## Work task
Your answer should be the entries, repeated exactly.
□ □ □ □ □
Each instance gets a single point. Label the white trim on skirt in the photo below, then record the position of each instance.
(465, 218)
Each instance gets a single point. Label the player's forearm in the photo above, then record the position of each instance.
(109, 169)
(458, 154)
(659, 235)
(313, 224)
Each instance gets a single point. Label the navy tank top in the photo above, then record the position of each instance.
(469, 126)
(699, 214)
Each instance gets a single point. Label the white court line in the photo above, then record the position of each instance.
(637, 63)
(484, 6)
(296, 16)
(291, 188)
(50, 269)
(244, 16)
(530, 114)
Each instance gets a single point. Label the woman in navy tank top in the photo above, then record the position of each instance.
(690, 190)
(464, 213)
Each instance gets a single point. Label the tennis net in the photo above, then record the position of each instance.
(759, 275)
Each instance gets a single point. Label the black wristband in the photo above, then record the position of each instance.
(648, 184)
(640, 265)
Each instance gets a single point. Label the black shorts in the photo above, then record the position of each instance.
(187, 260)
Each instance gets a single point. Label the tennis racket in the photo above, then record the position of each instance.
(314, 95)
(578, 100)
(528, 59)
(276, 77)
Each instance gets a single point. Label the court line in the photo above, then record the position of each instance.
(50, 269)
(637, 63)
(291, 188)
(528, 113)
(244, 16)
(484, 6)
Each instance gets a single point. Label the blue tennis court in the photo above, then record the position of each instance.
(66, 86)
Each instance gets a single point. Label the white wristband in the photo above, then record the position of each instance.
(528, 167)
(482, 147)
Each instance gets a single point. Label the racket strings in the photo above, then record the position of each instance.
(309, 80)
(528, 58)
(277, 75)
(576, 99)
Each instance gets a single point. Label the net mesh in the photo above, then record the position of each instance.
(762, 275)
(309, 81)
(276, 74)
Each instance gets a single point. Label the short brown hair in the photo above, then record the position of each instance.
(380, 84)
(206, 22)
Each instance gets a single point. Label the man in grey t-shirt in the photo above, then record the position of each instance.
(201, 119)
□ □ □ □ □
## Response
Each instance gets a single point. Label the white trim on skirt in the photo below, then record the position of each instance.
(465, 218)
Each instance gets a single point. Label the player's forearm in the photo above, then record the position of each instance.
(109, 169)
(458, 154)
(659, 235)
(313, 224)
Each instance gets a single point. Label the navy tank top in the photo above, then record the position of each instance.
(469, 126)
(699, 214)
Each instance gets a single point. Label the white court line in the photo above, then record the position of each instance.
(637, 63)
(484, 6)
(296, 16)
(291, 188)
(50, 269)
(244, 16)
(530, 114)
Each instance gets a single point. Label the woman in navy tank top in the photo above, then record the position of each instance.
(690, 190)
(464, 213)
Each instance gets a single point. Label the tennis net in the photo above, then record the position of each instance.
(759, 275)
Each instance gets a single point. Label the black wristband in the photo above, then record the position of each instance.
(648, 184)
(640, 265)
Each instance gets a single point. Label the black shorts in the photo above, then record the position of each instance.
(187, 260)
Each instance gets a single point. Label the tennis racket in the photo above, then record the position of each instance.
(314, 95)
(578, 100)
(528, 59)
(276, 77)
Each instance gets a single point. Label the court line in the photo above, then record the position of each instance.
(50, 269)
(637, 63)
(291, 188)
(528, 113)
(244, 16)
(484, 6)
Each instance gets a single point. Label the blue tennis court in the photo above, then record the position of each instance.
(66, 86)
Each instance gets a single point. Label the white wristband in the photo above, then record the position of each instance.
(528, 167)
(482, 147)
Each instance gets a single point. Label the racket strings in the photo above, then record the position of each instance.
(309, 80)
(528, 58)
(277, 75)
(576, 99)
Each instance gets a single point. Label the net mesh in the photo above, then record the position of each instance.
(762, 275)
(309, 81)
(276, 74)
Each instance gets a single point. Label the short brown hair in the photo above, then record the position of each instance.
(380, 84)
(206, 22)
Each instance gets a single point. Label the man in grey t-shirt in the photo above, then record the position of each instance.
(201, 119)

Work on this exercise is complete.